◆ Dataset entries:
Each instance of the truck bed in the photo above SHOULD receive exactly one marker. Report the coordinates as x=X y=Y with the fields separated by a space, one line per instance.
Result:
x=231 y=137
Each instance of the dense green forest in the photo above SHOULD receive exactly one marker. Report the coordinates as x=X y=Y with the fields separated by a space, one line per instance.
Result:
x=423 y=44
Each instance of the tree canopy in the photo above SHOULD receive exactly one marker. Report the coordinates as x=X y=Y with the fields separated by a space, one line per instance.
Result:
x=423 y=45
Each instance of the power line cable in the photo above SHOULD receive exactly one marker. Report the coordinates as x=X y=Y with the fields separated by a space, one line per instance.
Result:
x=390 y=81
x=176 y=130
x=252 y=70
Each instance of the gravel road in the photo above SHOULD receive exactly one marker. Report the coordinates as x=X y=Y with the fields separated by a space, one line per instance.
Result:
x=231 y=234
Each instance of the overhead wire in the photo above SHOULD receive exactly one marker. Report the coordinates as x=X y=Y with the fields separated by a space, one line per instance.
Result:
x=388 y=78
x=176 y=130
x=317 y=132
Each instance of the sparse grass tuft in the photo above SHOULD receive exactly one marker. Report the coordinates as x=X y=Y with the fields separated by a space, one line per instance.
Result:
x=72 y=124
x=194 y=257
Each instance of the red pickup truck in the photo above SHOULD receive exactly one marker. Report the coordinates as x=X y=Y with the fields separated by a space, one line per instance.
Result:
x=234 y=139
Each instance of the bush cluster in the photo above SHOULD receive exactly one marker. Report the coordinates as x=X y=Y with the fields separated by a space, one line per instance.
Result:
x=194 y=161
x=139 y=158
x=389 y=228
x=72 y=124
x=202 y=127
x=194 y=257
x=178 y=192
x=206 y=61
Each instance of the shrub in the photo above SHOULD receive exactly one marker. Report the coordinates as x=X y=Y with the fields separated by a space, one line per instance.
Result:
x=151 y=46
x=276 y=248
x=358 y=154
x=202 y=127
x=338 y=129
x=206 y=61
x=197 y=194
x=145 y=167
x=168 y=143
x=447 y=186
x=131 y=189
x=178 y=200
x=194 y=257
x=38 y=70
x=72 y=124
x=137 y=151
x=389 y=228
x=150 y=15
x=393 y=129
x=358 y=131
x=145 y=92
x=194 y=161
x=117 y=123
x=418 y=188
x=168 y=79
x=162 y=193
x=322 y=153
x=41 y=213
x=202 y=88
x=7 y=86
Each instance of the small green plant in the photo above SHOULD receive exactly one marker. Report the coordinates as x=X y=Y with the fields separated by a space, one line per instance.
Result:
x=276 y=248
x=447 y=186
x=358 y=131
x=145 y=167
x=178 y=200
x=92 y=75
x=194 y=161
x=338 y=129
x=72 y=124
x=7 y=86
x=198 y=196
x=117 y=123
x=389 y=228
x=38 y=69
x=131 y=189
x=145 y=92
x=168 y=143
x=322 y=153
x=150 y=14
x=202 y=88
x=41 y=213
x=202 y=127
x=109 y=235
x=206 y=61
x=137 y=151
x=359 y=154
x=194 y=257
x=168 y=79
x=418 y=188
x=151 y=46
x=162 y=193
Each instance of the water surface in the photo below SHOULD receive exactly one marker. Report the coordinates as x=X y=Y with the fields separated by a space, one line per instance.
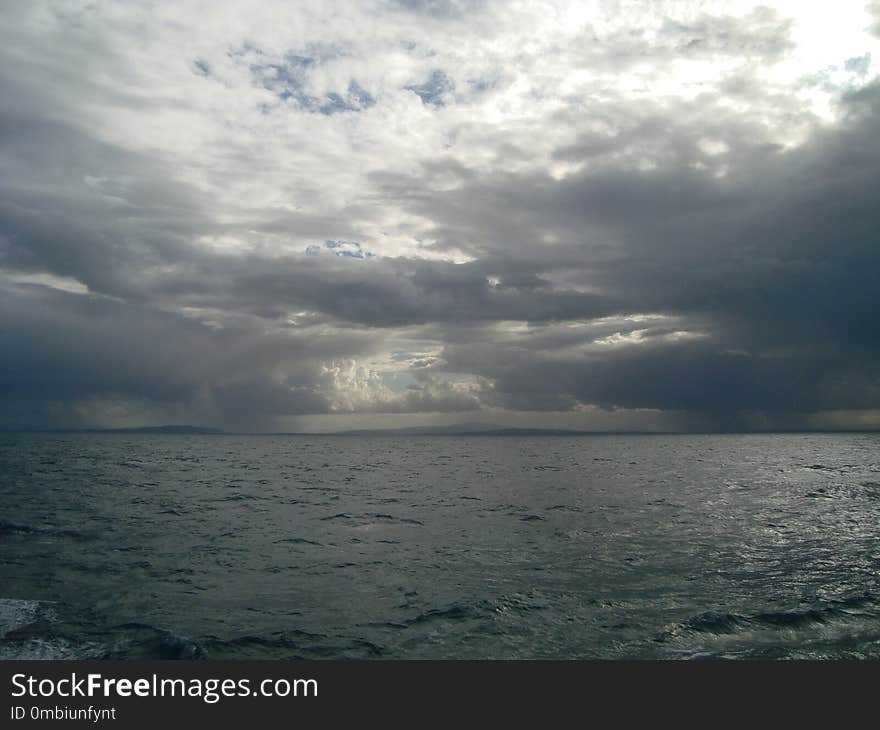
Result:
x=283 y=547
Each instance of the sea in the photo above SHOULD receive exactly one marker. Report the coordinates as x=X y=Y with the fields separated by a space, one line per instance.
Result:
x=160 y=546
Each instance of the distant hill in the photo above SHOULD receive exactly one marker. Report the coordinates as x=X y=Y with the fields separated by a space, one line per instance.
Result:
x=465 y=429
x=161 y=429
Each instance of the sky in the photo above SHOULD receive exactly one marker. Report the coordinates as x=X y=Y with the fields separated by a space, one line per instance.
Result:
x=317 y=216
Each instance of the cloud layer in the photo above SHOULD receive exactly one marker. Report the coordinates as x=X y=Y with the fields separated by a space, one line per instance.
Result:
x=331 y=215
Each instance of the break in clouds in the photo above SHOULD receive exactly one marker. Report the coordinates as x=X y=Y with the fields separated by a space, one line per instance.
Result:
x=279 y=216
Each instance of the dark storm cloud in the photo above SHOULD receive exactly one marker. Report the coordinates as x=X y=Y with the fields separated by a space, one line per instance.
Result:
x=684 y=260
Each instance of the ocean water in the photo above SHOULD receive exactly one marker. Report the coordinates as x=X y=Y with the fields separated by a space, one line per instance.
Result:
x=283 y=547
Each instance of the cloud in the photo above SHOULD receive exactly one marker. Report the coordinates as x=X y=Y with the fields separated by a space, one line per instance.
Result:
x=249 y=215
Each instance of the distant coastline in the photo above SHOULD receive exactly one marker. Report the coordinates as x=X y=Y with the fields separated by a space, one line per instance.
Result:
x=416 y=431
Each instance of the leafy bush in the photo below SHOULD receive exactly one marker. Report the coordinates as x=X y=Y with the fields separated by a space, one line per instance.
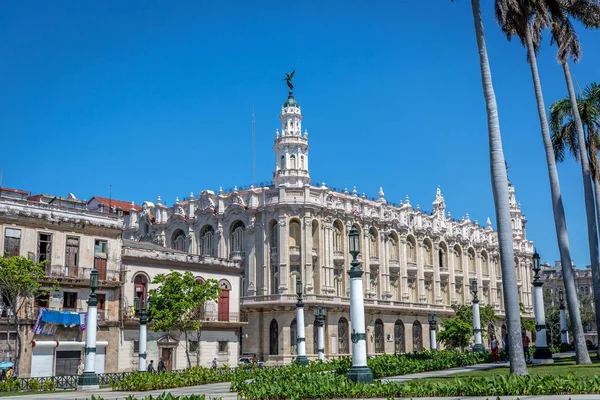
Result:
x=338 y=386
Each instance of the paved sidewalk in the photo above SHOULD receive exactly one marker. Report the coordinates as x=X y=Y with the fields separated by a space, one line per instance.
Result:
x=445 y=372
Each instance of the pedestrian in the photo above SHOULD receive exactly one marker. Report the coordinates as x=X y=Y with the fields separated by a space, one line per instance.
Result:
x=494 y=346
x=526 y=341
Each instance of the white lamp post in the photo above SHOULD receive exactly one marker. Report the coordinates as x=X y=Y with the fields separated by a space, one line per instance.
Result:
x=542 y=354
x=89 y=380
x=141 y=311
x=564 y=334
x=320 y=315
x=360 y=371
x=476 y=319
x=432 y=333
x=301 y=338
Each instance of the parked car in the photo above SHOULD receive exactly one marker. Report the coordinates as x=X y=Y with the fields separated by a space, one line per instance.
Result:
x=247 y=361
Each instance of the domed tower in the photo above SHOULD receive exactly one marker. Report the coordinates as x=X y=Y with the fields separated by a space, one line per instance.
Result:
x=291 y=145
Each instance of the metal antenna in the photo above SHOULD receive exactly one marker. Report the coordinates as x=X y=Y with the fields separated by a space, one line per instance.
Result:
x=253 y=147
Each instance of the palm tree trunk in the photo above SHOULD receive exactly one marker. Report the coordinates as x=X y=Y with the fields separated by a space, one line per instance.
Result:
x=590 y=211
x=500 y=190
x=560 y=221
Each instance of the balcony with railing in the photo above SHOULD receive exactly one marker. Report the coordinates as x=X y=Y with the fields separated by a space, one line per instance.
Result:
x=338 y=257
x=237 y=256
x=81 y=275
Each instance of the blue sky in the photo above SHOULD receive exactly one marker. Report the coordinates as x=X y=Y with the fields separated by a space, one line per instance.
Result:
x=155 y=98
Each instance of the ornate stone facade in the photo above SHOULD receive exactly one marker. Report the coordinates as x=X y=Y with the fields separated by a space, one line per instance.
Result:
x=415 y=262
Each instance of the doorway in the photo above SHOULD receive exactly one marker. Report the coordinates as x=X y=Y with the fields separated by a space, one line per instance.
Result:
x=166 y=354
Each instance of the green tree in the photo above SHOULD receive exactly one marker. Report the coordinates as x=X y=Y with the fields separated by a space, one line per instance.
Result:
x=20 y=280
x=458 y=331
x=499 y=180
x=177 y=302
x=527 y=19
x=455 y=333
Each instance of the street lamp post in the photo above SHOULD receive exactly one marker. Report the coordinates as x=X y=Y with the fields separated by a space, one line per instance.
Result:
x=300 y=338
x=432 y=326
x=320 y=315
x=141 y=311
x=360 y=371
x=542 y=354
x=564 y=334
x=89 y=380
x=476 y=319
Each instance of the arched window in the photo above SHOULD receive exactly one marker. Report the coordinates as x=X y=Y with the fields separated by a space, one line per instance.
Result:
x=295 y=233
x=471 y=255
x=457 y=258
x=485 y=263
x=428 y=252
x=274 y=234
x=343 y=345
x=178 y=240
x=294 y=337
x=338 y=244
x=223 y=303
x=273 y=338
x=393 y=248
x=399 y=347
x=443 y=255
x=315 y=235
x=417 y=336
x=206 y=240
x=379 y=340
x=411 y=250
x=373 y=243
x=140 y=283
x=237 y=237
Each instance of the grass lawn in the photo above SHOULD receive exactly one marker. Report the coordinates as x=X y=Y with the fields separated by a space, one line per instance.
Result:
x=58 y=391
x=559 y=367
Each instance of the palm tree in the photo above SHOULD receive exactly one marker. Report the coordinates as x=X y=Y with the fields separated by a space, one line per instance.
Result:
x=563 y=33
x=564 y=136
x=500 y=189
x=526 y=18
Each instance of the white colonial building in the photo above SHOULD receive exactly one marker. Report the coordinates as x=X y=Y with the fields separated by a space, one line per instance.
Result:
x=415 y=262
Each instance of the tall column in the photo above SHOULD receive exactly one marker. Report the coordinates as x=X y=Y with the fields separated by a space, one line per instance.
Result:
x=542 y=354
x=432 y=332
x=359 y=372
x=308 y=263
x=89 y=379
x=564 y=334
x=320 y=315
x=476 y=319
x=251 y=258
x=284 y=258
x=142 y=349
x=301 y=338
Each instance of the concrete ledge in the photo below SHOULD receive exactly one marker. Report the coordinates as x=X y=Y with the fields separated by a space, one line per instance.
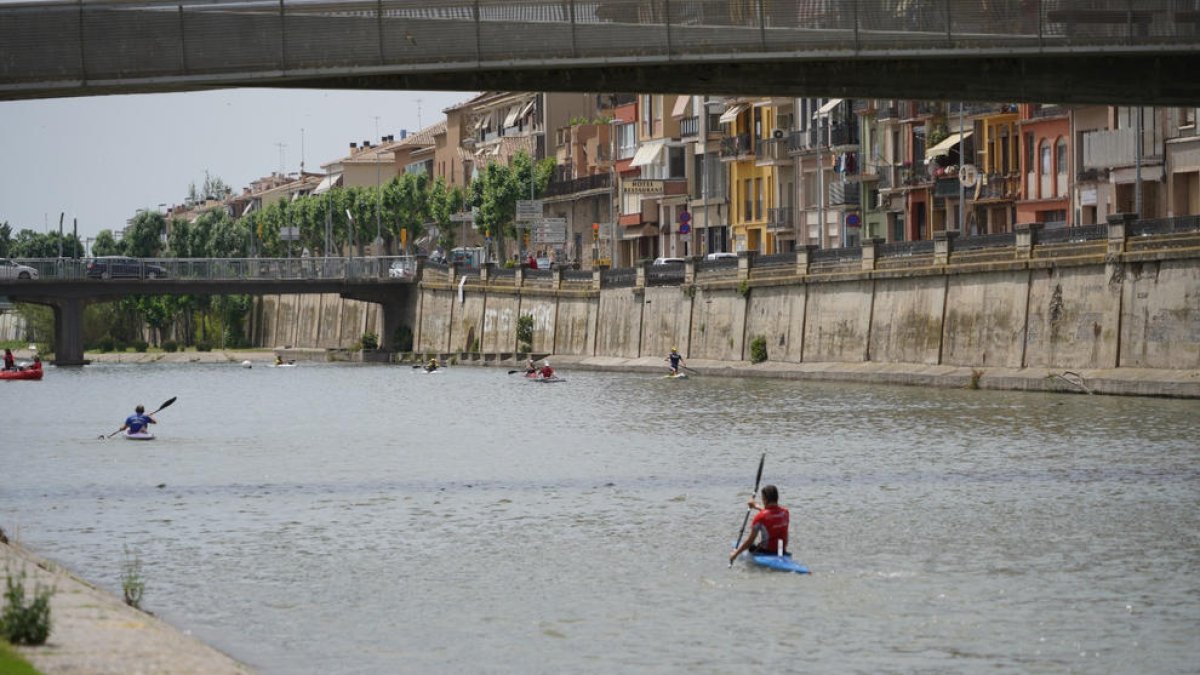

◆ Assignment: Return nothing but the lines from the first line of the listing through the line with "Each instance of the shrub", please, keeping every one of them unchanged.

◆ Completed exercise:
Each instance of the truck bed in the photo above SHOULD receive exactly one marker. Report the coordinates as x=X y=Y with the fields separated by a space, one line per instance.
Result:
x=231 y=137
Each instance of the dense green forest in the photo above SHOULD receive exactly one marker. Report the coordinates as x=X y=Y with the fields separated by a space, one line per instance.
Result:
x=423 y=44
Each instance of the tree canopy in the photo above SHOULD receive exactly one marker. Report the coordinates as x=X y=Y with the fields separated by a space, one line per instance.
Result:
x=423 y=45
Each instance of the power line cable in the photo above SHOULD receive exactly one marker. Report the coordinates as x=X y=Y with the fields separated by a space, one line per instance.
Result:
x=390 y=81
x=176 y=130
x=252 y=70
Each instance of the gravel road in the photo above SHOULD receive exactly one marker. Report the coordinates as x=X y=Y with the fields separated by a space, one line per instance.
Result:
x=231 y=234
Each instance of the overhead wire in the photo above SHOULD receive exactly one marker. Report the coordinates as x=X y=Y with the fields separated by a space, one line per instance.
Result:
x=388 y=78
x=176 y=130
x=317 y=132
Each instance of the sparse grass tuft in the photo above SHOULD receive exactly one marker. Report the coordinates as x=X y=Y with the fields separated by a space, one line per instance.
Result:
x=72 y=124
x=194 y=257
Each instance of the red pickup truck in the photo above SHOULD receive exactly one marker. Report the coordinates as x=X y=Y with the fields separated by a space, one line per instance.
Result:
x=234 y=139
Each instance of the bush cluster in the photo above SHOULD receive exactly one marker. Report the coordinates as x=X y=Y with the fields separated by a space, one line per instance.
Result:
x=194 y=161
x=139 y=158
x=389 y=228
x=72 y=124
x=202 y=127
x=194 y=257
x=178 y=192
x=206 y=61
Each instance of the shrub in the photo above SHOULD receive exactly one marker. Report the coordinates as x=X y=Y with the fields separated by a space, one line per instance.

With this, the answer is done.